(Records for the task begins)
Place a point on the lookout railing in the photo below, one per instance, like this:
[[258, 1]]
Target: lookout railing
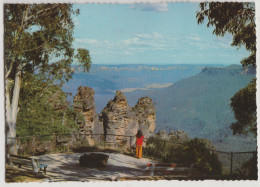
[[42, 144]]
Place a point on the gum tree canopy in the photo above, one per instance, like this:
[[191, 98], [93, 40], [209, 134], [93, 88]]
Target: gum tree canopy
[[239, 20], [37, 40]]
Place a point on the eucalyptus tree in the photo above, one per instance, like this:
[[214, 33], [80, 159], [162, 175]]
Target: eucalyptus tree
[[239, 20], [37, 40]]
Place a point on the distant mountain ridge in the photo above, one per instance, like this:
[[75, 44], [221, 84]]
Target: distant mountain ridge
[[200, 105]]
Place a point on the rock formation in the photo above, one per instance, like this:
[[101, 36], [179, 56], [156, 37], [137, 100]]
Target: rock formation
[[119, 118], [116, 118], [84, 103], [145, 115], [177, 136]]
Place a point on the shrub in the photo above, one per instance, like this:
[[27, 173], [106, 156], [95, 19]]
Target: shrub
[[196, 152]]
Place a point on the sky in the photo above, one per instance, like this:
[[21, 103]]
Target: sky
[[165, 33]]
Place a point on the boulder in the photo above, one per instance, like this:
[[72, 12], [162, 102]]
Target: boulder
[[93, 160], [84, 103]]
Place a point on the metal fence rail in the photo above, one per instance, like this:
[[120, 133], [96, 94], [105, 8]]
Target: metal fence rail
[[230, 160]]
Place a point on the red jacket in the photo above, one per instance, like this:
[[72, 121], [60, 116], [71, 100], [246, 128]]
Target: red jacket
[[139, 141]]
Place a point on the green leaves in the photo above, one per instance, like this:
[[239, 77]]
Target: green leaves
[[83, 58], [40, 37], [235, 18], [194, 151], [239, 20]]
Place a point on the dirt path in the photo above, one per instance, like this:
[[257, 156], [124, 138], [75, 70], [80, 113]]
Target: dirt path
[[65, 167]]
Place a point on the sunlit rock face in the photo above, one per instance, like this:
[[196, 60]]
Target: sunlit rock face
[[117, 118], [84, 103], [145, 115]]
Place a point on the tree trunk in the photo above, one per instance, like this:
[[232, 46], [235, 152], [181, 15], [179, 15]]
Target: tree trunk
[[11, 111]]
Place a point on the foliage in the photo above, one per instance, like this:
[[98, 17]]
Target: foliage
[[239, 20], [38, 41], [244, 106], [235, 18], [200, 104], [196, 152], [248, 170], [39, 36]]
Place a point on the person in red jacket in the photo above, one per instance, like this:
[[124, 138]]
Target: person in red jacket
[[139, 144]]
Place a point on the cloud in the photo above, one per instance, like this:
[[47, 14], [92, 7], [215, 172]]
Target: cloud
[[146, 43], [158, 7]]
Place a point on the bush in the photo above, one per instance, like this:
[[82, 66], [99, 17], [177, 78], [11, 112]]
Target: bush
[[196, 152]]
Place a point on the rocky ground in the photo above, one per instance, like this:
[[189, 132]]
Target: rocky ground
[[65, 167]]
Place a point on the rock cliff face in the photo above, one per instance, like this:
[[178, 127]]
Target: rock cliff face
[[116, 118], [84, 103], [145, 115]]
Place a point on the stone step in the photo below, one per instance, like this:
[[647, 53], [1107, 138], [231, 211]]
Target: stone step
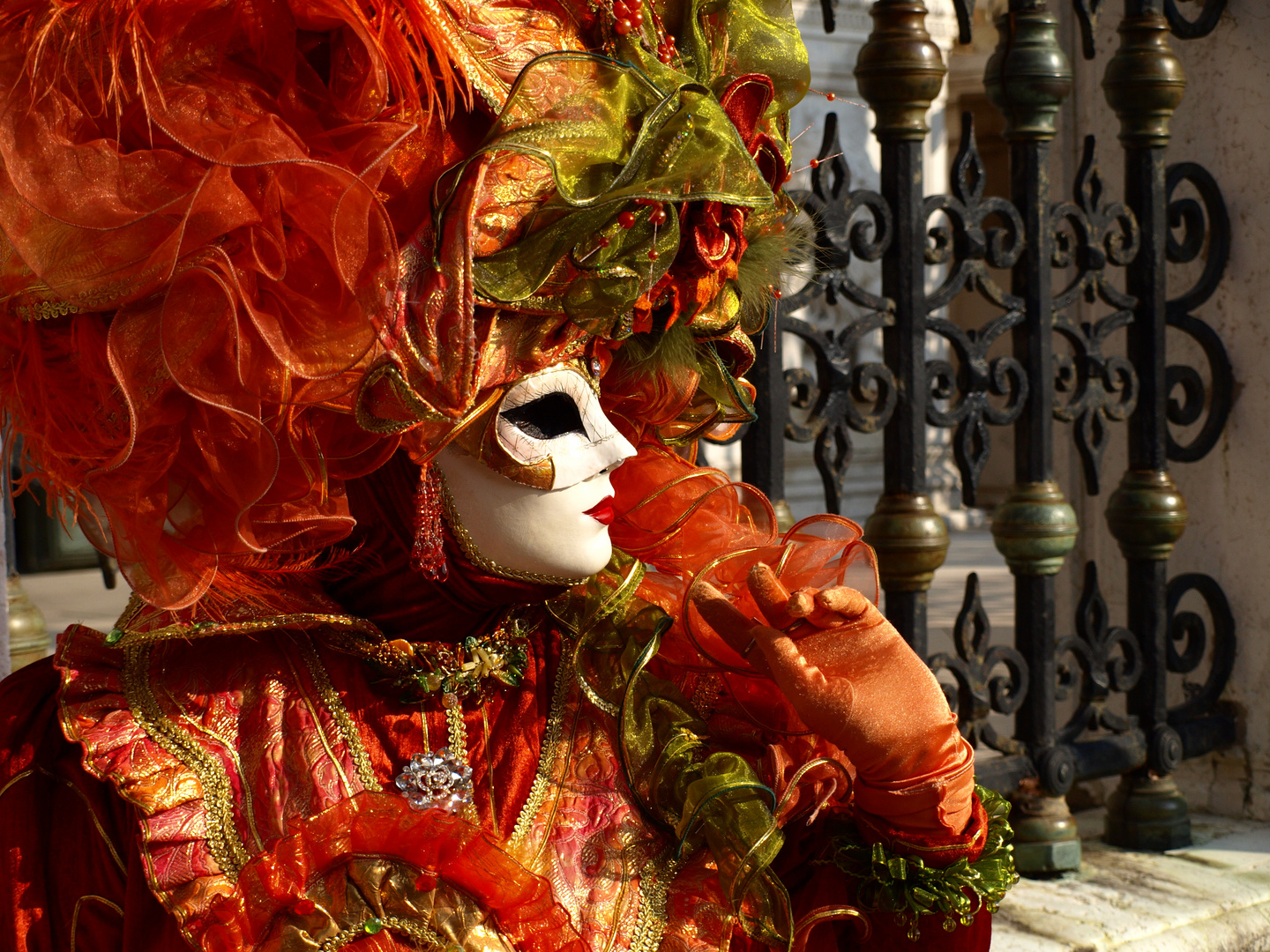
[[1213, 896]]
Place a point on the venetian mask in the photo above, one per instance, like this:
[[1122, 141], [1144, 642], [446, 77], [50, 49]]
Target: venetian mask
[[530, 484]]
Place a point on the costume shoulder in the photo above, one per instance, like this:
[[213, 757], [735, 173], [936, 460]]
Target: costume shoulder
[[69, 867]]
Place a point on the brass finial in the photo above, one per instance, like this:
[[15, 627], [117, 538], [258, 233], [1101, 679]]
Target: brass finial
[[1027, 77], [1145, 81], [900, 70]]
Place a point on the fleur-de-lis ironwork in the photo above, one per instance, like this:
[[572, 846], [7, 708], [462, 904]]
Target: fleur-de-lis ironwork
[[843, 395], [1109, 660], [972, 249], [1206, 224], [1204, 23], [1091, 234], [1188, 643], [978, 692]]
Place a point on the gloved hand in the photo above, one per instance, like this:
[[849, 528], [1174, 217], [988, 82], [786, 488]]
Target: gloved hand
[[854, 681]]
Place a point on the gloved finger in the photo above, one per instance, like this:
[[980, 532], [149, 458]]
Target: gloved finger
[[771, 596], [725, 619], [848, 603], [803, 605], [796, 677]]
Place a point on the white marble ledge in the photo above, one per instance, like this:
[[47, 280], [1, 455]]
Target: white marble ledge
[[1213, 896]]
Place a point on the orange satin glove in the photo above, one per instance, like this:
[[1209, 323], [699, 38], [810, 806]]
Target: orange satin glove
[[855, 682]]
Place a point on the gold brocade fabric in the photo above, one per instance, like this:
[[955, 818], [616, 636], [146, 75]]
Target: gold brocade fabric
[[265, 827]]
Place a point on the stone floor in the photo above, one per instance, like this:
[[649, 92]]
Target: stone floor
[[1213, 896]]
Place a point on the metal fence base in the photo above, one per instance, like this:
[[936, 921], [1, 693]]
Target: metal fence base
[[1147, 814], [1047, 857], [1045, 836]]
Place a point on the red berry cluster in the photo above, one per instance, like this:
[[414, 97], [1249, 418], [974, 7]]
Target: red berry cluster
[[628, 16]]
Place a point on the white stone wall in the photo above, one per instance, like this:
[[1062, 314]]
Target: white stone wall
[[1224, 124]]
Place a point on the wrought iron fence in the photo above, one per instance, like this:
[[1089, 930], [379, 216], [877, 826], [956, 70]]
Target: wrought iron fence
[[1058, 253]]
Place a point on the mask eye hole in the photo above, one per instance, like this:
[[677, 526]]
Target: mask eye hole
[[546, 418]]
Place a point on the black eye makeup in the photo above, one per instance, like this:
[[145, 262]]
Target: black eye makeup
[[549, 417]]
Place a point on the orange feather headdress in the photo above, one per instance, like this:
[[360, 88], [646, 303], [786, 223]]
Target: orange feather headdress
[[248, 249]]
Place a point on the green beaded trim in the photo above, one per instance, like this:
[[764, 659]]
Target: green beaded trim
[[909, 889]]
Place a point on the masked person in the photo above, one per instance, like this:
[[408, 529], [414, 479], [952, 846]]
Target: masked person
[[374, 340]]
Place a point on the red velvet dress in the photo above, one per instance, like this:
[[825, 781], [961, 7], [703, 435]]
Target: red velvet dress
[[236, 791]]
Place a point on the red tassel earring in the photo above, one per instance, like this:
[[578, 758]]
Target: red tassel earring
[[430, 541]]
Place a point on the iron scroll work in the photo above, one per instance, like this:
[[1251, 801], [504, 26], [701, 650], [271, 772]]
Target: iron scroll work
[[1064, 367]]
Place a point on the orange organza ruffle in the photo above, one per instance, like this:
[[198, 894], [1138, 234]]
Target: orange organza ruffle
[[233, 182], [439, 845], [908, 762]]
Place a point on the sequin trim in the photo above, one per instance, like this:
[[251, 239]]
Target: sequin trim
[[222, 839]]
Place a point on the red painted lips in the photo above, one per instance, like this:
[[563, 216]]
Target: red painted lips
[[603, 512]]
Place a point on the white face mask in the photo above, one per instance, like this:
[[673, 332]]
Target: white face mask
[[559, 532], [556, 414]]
(Records for the task ends)
(Records for the task begins)
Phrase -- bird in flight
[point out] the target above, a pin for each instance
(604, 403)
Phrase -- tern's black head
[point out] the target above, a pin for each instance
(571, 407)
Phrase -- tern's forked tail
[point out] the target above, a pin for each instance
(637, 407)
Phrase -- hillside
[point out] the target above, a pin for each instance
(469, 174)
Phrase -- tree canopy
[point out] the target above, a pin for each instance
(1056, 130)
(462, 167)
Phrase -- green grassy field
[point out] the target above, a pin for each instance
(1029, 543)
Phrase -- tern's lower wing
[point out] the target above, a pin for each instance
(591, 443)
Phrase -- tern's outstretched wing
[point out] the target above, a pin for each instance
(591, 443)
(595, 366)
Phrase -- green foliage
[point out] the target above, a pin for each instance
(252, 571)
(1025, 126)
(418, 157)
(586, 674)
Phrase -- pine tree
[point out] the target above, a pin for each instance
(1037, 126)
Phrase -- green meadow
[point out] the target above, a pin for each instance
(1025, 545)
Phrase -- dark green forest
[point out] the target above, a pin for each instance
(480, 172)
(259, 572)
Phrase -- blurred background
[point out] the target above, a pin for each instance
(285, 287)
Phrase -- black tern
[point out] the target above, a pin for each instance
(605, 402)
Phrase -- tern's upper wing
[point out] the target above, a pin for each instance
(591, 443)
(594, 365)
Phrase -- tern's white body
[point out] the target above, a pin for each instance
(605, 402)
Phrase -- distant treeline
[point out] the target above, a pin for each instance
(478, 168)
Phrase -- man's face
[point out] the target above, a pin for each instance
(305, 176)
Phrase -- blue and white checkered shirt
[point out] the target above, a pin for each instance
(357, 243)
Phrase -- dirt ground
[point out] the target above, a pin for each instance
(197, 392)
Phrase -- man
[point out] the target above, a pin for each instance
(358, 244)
(Records for the task ends)
(Records for the task begins)
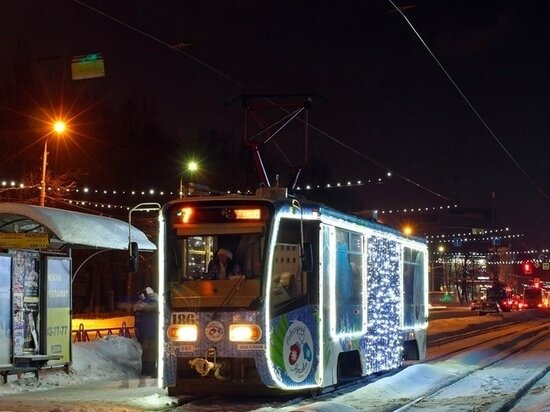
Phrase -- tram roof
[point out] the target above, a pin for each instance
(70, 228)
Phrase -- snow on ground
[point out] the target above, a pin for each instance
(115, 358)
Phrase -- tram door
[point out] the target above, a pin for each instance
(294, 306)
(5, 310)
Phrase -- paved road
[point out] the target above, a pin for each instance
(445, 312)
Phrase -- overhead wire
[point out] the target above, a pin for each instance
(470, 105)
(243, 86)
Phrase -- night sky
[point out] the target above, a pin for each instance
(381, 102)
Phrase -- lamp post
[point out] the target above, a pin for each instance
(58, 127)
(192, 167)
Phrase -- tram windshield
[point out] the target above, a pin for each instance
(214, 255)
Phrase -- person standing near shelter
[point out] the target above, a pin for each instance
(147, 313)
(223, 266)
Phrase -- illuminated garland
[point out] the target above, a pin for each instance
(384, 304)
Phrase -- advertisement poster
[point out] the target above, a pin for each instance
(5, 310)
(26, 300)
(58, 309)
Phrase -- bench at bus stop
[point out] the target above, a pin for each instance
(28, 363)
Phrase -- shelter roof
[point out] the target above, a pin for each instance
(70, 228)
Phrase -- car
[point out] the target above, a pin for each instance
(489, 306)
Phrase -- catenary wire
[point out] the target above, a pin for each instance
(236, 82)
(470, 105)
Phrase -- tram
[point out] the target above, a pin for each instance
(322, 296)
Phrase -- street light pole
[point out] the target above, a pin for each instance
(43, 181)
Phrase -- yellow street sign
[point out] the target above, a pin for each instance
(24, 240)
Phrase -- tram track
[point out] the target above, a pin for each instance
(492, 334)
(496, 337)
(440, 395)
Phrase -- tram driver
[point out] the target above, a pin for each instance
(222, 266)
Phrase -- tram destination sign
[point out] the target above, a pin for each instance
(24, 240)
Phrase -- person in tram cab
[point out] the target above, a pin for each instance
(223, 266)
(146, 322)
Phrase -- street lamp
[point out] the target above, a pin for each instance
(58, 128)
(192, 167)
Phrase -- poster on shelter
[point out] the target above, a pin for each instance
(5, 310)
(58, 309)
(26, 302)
(Records for the task ends)
• _Exercise directions_: Given the records above, reproduce precisely and only the lines between the line holding "Phrase -- tram roof" and the line holding "Phrase -- tram door", inclusive.

• _Response box_:
Phrase -- tram roof
[point out] the target above, a pin for each instance
(70, 228)
Phrase -- snow on ground
[point out] the target above, a pin for each instance
(115, 358)
Phrase -- tram door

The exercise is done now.